## [What is asked]
1. According to the article on the Reserve Bank's neutral interest rate, what range did Graeme Wheeler say the neutral 90-day rate currently sits in?
2. Name every person mentioned in the article on the Reserve Bank's neutral interest rate.
3. Write the next part of the article on the Reserve Bank's neutral interest rate, starting after its final sentence.

## [Source text]

-=-=-=-=-

The RBNZ may lower its view of the neutral interest rate this week for the second time in two years

By Gareth Vaughan

Is the Reserve Bank poised to reduce its view of what a neutral interest rate is for the second time in two years?

This certainly appears possible on Thursday when the Reserve Bank issues its latest Monetary Policy Statement (MPS), where it's expected to cut the Official Cash Rate to 2.75% from 3%.

In a speech on July 29 Reserve Bank Governor Graeme Wheeler said; "The Bank’s analysis suggests that the neutral 90-day rate currently sits in the 4% to 5% range. The Bank is continuing to reflect on this issue as the very low level of global rates could mean that the effective neutral rate may be at the bottom end of, or below, this range."

In its June MPS the Reserve Bank set out what it means by the neutral interest rate.

"The neutral interest rate is an important concept in monetary policy. It represents the dividing line between where interest rates are stimulating or constraining economic activity," the Reserve Bank said.

Lowered after the GFC

 In October 2013 Assistant Governor John McDermott explained that the Reserve Bank had lowered its neutral interest rate assumption following the Global Financial Crisis. 

"The evidence and research we have accumulated does point to neutral interest rates being lower than in previous cycles. The neutral level of nominal 90-day rates looks to have fallen to around 4.5%, though there is a confidence band around that figure. Based on the uncertainty we’ve typically found in the past, the band might be in the order of half a percentage point each side of the central estimate. We have lowered the view of neutral 90-day rates in our forecasting framework in line with that. That estimate compares with figures in 2003 of somewhere between 5.5% and 6.25%," McDermott said.

He went on to say an implication of a lower neutral interest rate is that households and businesses will face lower interest rates "on average." However, this shouldn't be taken as a promise of lower interest rates all the time, McDermott added.

-=-=-=-=-

## [Supplied entries]
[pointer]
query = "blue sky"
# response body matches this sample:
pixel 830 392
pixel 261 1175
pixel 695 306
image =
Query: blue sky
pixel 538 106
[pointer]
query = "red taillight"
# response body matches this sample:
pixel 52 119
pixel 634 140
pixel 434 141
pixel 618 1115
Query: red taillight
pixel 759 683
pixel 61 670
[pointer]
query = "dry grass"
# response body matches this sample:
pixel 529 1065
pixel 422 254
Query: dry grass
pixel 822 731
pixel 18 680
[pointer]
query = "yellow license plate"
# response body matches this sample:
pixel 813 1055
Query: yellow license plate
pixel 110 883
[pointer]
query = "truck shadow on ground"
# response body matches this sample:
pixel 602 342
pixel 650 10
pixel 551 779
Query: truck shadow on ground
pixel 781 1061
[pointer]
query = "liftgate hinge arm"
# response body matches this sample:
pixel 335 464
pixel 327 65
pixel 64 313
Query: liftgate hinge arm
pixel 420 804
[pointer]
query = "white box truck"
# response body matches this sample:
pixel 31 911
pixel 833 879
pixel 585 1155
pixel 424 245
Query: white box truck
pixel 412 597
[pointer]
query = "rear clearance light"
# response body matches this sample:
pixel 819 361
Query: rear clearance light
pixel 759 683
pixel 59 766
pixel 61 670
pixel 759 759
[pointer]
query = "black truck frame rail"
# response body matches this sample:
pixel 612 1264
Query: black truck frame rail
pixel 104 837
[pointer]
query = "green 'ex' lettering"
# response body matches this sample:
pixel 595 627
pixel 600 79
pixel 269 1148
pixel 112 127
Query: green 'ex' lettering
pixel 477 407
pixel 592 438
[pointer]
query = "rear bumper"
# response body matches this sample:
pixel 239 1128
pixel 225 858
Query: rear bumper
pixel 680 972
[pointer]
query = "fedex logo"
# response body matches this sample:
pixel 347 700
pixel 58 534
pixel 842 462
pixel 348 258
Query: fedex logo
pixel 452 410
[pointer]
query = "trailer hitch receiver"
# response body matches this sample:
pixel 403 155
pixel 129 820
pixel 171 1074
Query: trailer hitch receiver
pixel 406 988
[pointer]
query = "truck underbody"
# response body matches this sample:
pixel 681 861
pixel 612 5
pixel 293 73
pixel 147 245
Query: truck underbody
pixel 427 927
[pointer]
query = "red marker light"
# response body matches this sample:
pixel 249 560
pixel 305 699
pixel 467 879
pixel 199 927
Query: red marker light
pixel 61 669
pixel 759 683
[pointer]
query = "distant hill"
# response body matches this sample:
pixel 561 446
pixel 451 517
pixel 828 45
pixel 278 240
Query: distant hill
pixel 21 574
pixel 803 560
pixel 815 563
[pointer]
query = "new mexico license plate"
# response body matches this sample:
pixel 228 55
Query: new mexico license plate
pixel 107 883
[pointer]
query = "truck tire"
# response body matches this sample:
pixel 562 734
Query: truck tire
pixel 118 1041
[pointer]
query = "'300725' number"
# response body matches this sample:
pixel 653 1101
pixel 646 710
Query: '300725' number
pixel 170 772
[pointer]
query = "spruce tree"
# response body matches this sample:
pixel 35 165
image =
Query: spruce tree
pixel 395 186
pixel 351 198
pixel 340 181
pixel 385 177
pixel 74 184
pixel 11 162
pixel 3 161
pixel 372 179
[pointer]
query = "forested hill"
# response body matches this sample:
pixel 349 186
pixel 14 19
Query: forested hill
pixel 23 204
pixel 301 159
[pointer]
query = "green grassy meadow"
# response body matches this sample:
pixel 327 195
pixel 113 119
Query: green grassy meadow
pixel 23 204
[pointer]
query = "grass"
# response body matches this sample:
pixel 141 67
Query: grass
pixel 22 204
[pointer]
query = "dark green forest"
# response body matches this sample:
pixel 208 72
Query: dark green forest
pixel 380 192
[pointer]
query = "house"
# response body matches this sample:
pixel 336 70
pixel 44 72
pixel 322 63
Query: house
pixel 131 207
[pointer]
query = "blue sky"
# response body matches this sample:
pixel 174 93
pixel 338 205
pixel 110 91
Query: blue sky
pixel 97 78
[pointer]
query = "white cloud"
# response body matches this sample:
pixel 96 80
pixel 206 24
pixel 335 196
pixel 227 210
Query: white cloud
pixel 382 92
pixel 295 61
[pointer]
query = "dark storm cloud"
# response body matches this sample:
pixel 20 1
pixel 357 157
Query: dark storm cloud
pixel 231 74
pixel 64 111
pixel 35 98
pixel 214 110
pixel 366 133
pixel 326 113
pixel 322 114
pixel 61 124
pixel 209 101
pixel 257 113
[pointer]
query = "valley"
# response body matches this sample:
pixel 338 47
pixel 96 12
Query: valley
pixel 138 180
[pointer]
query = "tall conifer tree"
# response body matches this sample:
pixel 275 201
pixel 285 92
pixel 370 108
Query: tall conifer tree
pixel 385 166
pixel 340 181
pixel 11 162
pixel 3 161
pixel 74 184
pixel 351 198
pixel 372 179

-=-=-=-=-

## [Answers to the problems]
1. The 4% to 5% range.

2. Gareth Vaughan, Graeme Wheeler, John McDermott

3.
More recently, in April this year, McDermott said the Reserve Bank's estimate of the neutral rate was lowered following the Global Financial Crisis to reflect higher household debt levels, plus higher financing costs pushing up the spread between the 90-day rate and the interest rate on household mortgages. And in his 2013 speech McDermott said for Reserve Bank purposes the neutral interest rate is the rate consistent with inflation being steady at, or close to, the midpoint of the inflation target band (2%) and a zero output gap.

"In the Reserve Bank’s framework we have a view of neutral levels for both the policy interest rate, represented by the neutral 90-day rate,... and the interest rates that households and businesses pay, which we typically proxy by the neutral floating mortgage rate. To give an idea about the wide confidence intervals around neutral estimates, between 2000 and 2008 the Reserve Bank’s published research has offered estimates of between 3% and 6% for neutral real 90-day interest rates since the early 1990s," said McDermott. 

So what should it be?

So now the key question is if the Reserve Bank's going to lower its view on what the neutral interest rate is again, what should it reduce it to?

ASB chief economist Nick Tuffley has weighed in with his view.

"The Reserve Bank has also recently acknowledged that the ‘neutral’ interest rate for the economy may be lower than previously assumed. Our working assumption is now 3.25%," Tuffley said in a preview of this week's OCR review.

Whatever figure the Reserve Bank settles on, how things have changed in a year. Last September, after the Reserve Bank had increased the OCR four times between March and July by a combined 100 basis points to 3.5%, Wheeler said further policy tightening was likely to be needed, with the OCR still "essentially about 100 basis points below neutral."

"So in that sense we're still acting in a stimulatory way in terms of impetus to growth even though we have tightened four times," Wheeler said back then.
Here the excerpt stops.